> **WORK TO BE COMPLETED**
Transcribe every record that appears below, exactly and in full.

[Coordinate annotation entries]
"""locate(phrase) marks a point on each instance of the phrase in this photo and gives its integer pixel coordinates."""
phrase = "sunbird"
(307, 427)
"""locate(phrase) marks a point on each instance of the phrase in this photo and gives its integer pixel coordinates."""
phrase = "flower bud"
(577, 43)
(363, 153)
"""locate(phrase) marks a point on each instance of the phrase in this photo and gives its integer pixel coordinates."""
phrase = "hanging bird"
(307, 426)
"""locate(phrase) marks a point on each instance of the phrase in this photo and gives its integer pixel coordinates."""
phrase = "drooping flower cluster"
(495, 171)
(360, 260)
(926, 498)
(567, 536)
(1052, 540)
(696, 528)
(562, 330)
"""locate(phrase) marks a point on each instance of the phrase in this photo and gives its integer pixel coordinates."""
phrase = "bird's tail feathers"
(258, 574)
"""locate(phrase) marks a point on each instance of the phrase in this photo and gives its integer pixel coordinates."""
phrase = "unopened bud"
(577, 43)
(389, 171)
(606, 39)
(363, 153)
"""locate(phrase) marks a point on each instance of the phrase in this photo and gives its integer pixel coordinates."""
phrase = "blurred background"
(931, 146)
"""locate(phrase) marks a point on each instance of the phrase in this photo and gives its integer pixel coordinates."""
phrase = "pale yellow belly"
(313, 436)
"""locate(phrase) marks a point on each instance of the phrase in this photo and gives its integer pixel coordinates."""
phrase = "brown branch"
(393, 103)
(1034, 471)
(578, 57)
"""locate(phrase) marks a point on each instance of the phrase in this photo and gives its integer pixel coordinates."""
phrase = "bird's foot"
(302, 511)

> **FULL ANSWER**
"""locate(phrase) marks a point on each instance of the phrase in this photo and gives its integer pixel coordinates."""
phrase = "sunbird"
(307, 427)
"""locate(phrase) marks a point on each instance of the phrase in this photo and gives its integer pixel coordinates."""
phrase = "flower bud"
(577, 43)
(363, 153)
"""locate(phrase) marks a point on each instance of the phrase in this photo and gives its integer pixel coordinates."""
phrase = "hanging bird"
(307, 426)
"""locate(phrase) marks a point on each instance of the phrase in this photo and gives its integer pixel coordinates."""
phrase = "drooping flower cluster"
(495, 171)
(360, 260)
(926, 498)
(567, 536)
(1052, 540)
(696, 528)
(562, 330)
"""locate(phrase) marks a point on each instance of the phrase in this photo and gives its integer pixel coordinates."""
phrase = "bird's tail feathers"
(258, 574)
"""locate(phrase) marks a point on each instance of the phrase in this photo and gives its integer pixel coordinates."""
phrase = "unopened bud"
(577, 43)
(389, 171)
(606, 39)
(363, 153)
"""locate(phrase) marks a point on each instance of the phrase in this photo and gives its integer pixel coordinates."""
phrase = "blurred background"
(931, 146)
"""locate(phrase) marks a point on each instance of the phrase in this photo and gives its integer pixel coordinates."""
phrase = "pale yellow belly"
(313, 436)
"""locate(phrase) marks a point on each instance of the phrase in this photo and gives its integer pixel coordinates."""
phrase = "brown branch"
(393, 103)
(1034, 471)
(578, 57)
"""locate(phrase) marks a point on each instance of the phrase in this photo and gives its integer pixel coordinates."""
phrase = "bird's foot"
(302, 511)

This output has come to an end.